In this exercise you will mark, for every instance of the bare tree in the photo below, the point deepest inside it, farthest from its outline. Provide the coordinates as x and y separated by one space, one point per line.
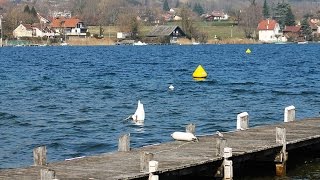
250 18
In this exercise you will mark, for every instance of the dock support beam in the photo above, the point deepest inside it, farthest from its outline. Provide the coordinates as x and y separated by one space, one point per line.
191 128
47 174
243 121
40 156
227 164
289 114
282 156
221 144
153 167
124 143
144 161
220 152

* * *

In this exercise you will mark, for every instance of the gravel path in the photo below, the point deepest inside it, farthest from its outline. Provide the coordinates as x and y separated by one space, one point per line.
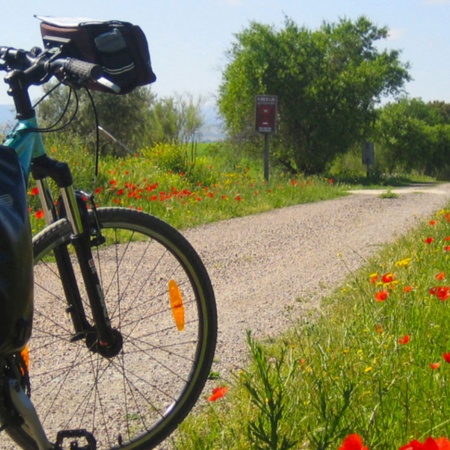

### Aim:
From the data above, pull out every line that contains the word "gravel" and copy each one out in full.

### Exercise answer:
In this exercise you will mark, for every instance of the gravel path in the photo below, the point deepest inside it, farthest from its outline. Provide the coordinates as x and y separated by one space, one point per line.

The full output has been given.